** Start of ARTICLE **

After the Letter Agreement was executed, Priority America emerged from bankruptcy on December 11, 2002. All of the existing shares were cancelled and new shares were issued to GECC, who became the controlling shareholder with 75% of the shares as had been specified in the Reorganization Plan dated September 4, 2002.

On January 30, 2003, Cox informed Salmon of his intent to leave employment with Priority America. Jim Salmon sent an e-mail to O'Brien, the executive headhunter, on February 4, 2003 informing him of Cox's intention to leave. He also notified GE that Cox was leaving during that same timeframe. (Salmon Depo. at 134.) Salmon notified other Priority America employees that Cox was leaving the company in mid-March 2003. (Id. at 133.) On March 10, 2003, Marilyn Crocket, a secretary in Priority America's accounting department made a notation on her calendar that read "Bill Cox Terminated." Cox worked at the Priority America office through some time in March 2003 and then he worked from home. Cox was paid salary through mid-to late-April 2003. (Salmon Depo. at 139.) Cox's employment ended on April 23, 2003. In his deposition, Salmon gave an explanation of why Cox continued employment with the company after he had given his notice of resignation:

Cox accepts this fact statement for the purposes of his Motion for Summary Judgment, but he reserves the right to assert at trial that he merely expressed his displeasure with his job situation on January 30, 2002 and that Priority America terminated his employment.

Q. Why did, if Bill [Cox] came to you on January 30th and told you it wasn't working out and it wasn't, and he needed to move on, why is it that he was still providing services through the middle of April.
A. Bill told me that he wouldn't leave me hanging, as he said, and I'll wrap up everything that I've got going on. I'm not just going to walk out on you, but I'll finish everything that I've started. And like I said, again, we had just exited from bankruptcy, so we had a lot of issues going on. So he said he'd stay around and get those points to a closure.
Q. So by March when you made the announcement to the employees, it was definite that Bill was going to be leaving?
A. It was definite when he told me the first time.

(Id. at 135.)

Cox initiated this lawsuit on October 1, 2003 and filed an Amended Complaint on May 20, 2005. (Docs. 1, 33.) Cox alleged that Priority America failed to pay him the severance benefits to which he was entitled under the Letter Agreement in violation of Ohio common law and the Ohio Revised Code. Cox also alleged that Priority America failed to provide him with notice of his right to continuation of benefit coverage pursuant to the Consolidated Omnibus Budget Reconciliation Act ("COBRA"), codified in ERISA at 29 U.S.C. § 1161 et seq.

On September 29, 2005 this Court filed an Order granting Defendant's Motion for Partial Summary Judgment on the federal claims, denying Plaintiff's Motion for Partial Summary Judgment, and dismissing without prejudice Plaintiff's state law claims on jurisdictional grounds. (Doc. 41.) However, on February 15, 2006 the Court reinstated Cox's state law claims and Plaintiff's Motion for Partial Summary Judgment because the Court maintained diversity jurisdiction over the state law claims. (Doc. 44.)

** End of ARTICLE **
** Start of ITEMS **

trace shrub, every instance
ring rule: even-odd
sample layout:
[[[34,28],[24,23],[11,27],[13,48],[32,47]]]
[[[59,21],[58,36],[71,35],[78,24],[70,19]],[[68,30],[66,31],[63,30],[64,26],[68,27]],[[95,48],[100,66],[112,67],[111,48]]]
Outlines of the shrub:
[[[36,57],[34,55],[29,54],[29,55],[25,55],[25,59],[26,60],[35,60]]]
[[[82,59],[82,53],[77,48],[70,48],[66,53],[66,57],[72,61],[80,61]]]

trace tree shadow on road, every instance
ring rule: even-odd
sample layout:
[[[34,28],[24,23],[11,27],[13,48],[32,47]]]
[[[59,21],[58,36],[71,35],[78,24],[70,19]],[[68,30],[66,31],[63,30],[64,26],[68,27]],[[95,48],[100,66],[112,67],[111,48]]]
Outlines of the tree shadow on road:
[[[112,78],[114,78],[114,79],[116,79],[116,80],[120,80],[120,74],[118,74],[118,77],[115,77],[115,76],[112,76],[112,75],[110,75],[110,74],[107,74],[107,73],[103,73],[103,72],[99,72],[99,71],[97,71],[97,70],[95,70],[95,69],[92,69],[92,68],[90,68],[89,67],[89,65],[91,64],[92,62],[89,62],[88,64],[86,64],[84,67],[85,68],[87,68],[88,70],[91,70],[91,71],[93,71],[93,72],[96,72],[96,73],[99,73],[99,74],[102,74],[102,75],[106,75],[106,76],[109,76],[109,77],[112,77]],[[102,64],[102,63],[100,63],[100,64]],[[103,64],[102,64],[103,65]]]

** End of ITEMS **

• _REQUIRED WORK_:
1. Answer these questions from the court opinion:
(a) On what date did Priority America come out of bankruptcy?
(b) What share of the new stock did GECC end up holding?
(c) On what date did Cox start this lawsuit?
2. Carry the court opinion forward, starting right after its last sentence.
The entries have no connection to the court opinion.

• _ANSWERS TO THE TASKS_:
1.
(a) December 11, 2002
(b) 75%
(c) October 1, 2003

2.
II. STANDARDS GOVERNING MOTIONS FOR SUMMARY JUDGMENT

Federal Rule of Civil Procedure 56 governs motions for summary judgment. Summary judgment is appropriate if no genuine issue of material fact exists and the moving party is entitled to judgment as a matter of law. See Fed.R.Civ.P. 56(c). On a motion for summary judgment, the moving party has the burden of showing that no genuine issues of material fact are in dispute, and the evidence, together with all inferences that can permissibly be drawn therefrom, must be read in the light most favorable to the party opposing the motion. See Matsushita Elec. Indus. Co., Ltd. v. Zenith Radio Corp., 475 U.S. 574, 585-87 (1986).

The moving party may support a motion for summary judgment with affidavits or other proof or by exposing the lack of evidence on an issue for which the nonmoving party will bear the burden of proof at trial. See Celotex Corp. v. Catrett, 477 U.S. 317, 324 (1986). In responding to a summary judgment motion, the nonmoving party may not rest upon the pleadings but must go beyond the pleadings and "present affirmative evidence in order to defeat a properly supported motion for summary judgment." Anderson v. Liberty Lobby, Inc., 477 U.S. 242, 257 (1986). The nonmoving party "must set forth specific facts showing there is a genuine issue for trial." Fed.R.Civ.Pro. 56(e). The Court's task is not "to weigh the evidence and determine the truth of the matter but to determine whether there is a genuine issue for trial." Liberty Lobby, 477 U.S. at 249. A genuine issue for trial exists when there is sufficient "evidence on which the jury could reasonably find for the plaintiff." Id. at 252.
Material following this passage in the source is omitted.